_Entries supplied_

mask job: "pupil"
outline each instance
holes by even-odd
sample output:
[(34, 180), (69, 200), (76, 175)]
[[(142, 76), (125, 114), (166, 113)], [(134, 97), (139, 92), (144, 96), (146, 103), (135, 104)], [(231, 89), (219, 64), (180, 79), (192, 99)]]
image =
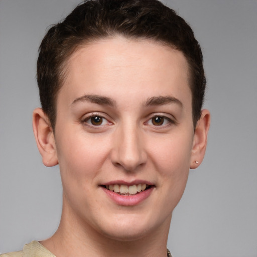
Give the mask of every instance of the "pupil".
[(158, 126), (162, 125), (164, 121), (163, 117), (155, 117), (154, 118), (153, 118), (152, 120), (153, 124)]
[(92, 124), (93, 124), (93, 125), (101, 125), (102, 122), (102, 118), (101, 117), (99, 117), (99, 116), (94, 116), (94, 117), (91, 117), (91, 122)]

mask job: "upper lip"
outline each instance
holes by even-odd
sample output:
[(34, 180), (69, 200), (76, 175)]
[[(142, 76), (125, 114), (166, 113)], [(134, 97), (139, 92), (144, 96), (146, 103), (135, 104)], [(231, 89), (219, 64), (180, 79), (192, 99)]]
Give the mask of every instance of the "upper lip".
[(125, 181), (124, 180), (112, 180), (106, 183), (101, 184), (101, 185), (107, 186), (109, 185), (125, 185), (127, 186), (133, 186), (134, 185), (139, 185), (139, 184), (146, 184), (149, 186), (154, 186), (154, 184), (150, 181), (146, 180), (143, 180), (140, 179), (137, 179), (133, 180), (132, 181)]

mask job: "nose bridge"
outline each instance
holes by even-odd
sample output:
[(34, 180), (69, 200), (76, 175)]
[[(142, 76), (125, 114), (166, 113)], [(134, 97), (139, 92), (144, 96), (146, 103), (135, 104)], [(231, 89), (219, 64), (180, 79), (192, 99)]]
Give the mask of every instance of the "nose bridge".
[(137, 122), (128, 119), (117, 129), (112, 162), (126, 171), (134, 171), (146, 161), (142, 131)]

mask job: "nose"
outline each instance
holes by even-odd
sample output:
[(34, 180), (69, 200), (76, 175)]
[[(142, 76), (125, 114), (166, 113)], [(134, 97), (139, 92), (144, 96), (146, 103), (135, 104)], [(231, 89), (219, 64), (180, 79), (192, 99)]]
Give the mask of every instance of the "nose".
[(146, 163), (147, 155), (141, 132), (137, 126), (120, 127), (114, 135), (111, 162), (125, 171), (136, 171)]

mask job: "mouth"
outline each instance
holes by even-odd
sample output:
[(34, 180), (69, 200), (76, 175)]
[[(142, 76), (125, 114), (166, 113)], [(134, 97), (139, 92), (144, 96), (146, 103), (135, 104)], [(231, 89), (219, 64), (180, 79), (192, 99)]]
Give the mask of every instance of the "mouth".
[(135, 195), (140, 194), (142, 191), (149, 189), (153, 186), (147, 184), (139, 184), (131, 186), (115, 184), (114, 185), (101, 185), (101, 186), (120, 195)]

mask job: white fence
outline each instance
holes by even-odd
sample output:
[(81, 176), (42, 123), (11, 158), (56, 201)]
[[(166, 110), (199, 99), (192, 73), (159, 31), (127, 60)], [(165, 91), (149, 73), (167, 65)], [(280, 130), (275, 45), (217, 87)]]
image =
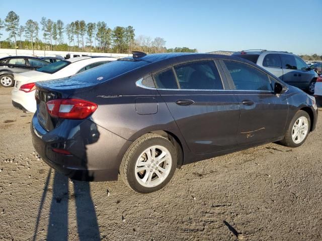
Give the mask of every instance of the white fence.
[[(50, 57), (65, 57), (68, 53), (75, 54), (86, 54), (89, 56), (100, 56), (106, 57), (128, 57), (127, 54), (112, 54), (107, 53), (93, 53), (87, 52), (66, 52), (66, 51), (49, 51), (43, 50), (35, 50), (35, 56), (50, 56)], [(17, 49), (17, 54), (20, 56), (32, 56), (32, 50), (26, 49)], [(0, 49), (0, 58), (6, 56), (16, 56), (16, 50), (10, 49)]]

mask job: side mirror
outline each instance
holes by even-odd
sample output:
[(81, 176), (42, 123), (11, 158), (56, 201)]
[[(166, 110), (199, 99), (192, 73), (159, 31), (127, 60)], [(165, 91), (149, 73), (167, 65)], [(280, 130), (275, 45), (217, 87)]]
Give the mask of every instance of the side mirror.
[(281, 94), (285, 92), (283, 85), (278, 82), (274, 84), (274, 92), (275, 94)]

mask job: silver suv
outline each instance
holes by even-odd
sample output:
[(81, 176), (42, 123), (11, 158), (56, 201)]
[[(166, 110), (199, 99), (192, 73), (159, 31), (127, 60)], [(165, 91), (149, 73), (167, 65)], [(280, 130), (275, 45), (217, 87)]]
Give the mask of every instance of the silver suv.
[(232, 55), (257, 64), (291, 85), (314, 93), (317, 74), (299, 57), (287, 52), (243, 50)]

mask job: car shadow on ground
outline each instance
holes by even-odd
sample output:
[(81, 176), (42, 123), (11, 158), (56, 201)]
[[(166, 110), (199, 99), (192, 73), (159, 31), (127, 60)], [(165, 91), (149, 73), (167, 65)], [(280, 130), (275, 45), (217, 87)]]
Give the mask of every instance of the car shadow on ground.
[[(44, 192), (41, 200), (35, 229), (34, 240), (38, 240), (37, 234), (41, 229), (39, 220), (46, 196), (50, 188), (48, 187), (51, 169), (48, 173)], [(68, 239), (68, 204), (72, 205), (74, 200), (76, 208), (78, 239), (79, 240), (99, 240), (100, 230), (94, 204), (91, 196), (90, 184), (88, 182), (72, 181), (64, 175), (55, 172), (52, 185), (52, 196), (49, 212), (46, 240), (64, 241)], [(69, 188), (73, 188), (73, 193)], [(70, 221), (70, 218), (69, 218)]]

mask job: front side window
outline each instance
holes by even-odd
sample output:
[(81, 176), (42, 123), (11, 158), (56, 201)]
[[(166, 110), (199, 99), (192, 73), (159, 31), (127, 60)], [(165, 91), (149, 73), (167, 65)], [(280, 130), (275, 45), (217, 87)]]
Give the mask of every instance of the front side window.
[(172, 68), (162, 70), (154, 74), (157, 88), (159, 89), (178, 89), (178, 84)]
[(305, 70), (308, 66), (306, 64), (306, 63), (304, 62), (303, 60), (299, 57), (295, 56), (295, 62), (296, 62), (296, 68), (297, 69), (301, 69), (302, 70)]
[(282, 68), (281, 58), (277, 54), (267, 54), (263, 60), (263, 66), (270, 68)]
[(26, 65), (26, 60), (22, 58), (17, 58), (16, 59), (10, 59), (9, 64), (15, 65)]
[(243, 90), (272, 91), (268, 76), (248, 64), (224, 60), (230, 74), (236, 89)]
[(223, 89), (221, 79), (213, 60), (177, 65), (174, 69), (182, 89)]
[(38, 59), (28, 59), (28, 61), (30, 66), (32, 67), (43, 67), (48, 64), (47, 61)]
[(282, 66), (283, 69), (297, 69), (295, 59), (293, 55), (289, 54), (280, 54), (282, 60)]

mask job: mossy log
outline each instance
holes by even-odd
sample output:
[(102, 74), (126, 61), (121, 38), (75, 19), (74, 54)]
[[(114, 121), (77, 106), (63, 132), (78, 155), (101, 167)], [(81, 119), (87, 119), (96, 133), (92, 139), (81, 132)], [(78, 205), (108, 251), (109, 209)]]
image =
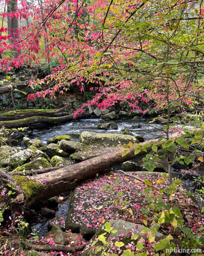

_What to work on_
Lay out the lines of the records above as a JSON list of strings, one string per line and with blank lines left out. Begin at the line that contains "mask job: front side window" and stop after the line that contains "54), (282, 60)]".

_Answer to the task_
[
  "mask job: front side window",
  "outline each instance",
  "holes by even-odd",
  "sample output:",
  "[(81, 176), (42, 123), (11, 158), (56, 201)]",
  "[[(166, 110), (199, 99), (192, 73), (159, 31), (127, 60)], [(165, 91), (149, 73), (167, 65)], [(280, 130), (275, 45), (217, 87)]]",
  "Give the mask of every instance of the front side window.",
  "[(172, 68), (162, 70), (154, 74), (157, 88), (159, 89), (178, 89), (178, 84)]",
  "[(305, 70), (308, 66), (306, 64), (306, 63), (304, 62), (303, 60), (299, 57), (295, 56), (295, 62), (296, 62), (296, 68), (297, 69), (301, 69), (302, 70)]",
  "[(282, 68), (281, 58), (277, 54), (267, 54), (263, 60), (263, 66), (270, 68)]",
  "[(26, 65), (26, 60), (22, 58), (17, 58), (16, 59), (10, 59), (9, 64), (15, 65)]",
  "[(243, 90), (272, 91), (268, 76), (248, 64), (224, 60), (230, 74), (236, 89)]",
  "[(223, 89), (221, 79), (213, 60), (177, 65), (174, 69), (182, 89)]",
  "[(38, 59), (28, 59), (28, 61), (30, 66), (32, 67), (43, 67), (48, 64), (47, 61)]",
  "[(282, 66), (283, 69), (297, 69), (295, 59), (293, 55), (289, 54), (280, 54), (282, 60)]"
]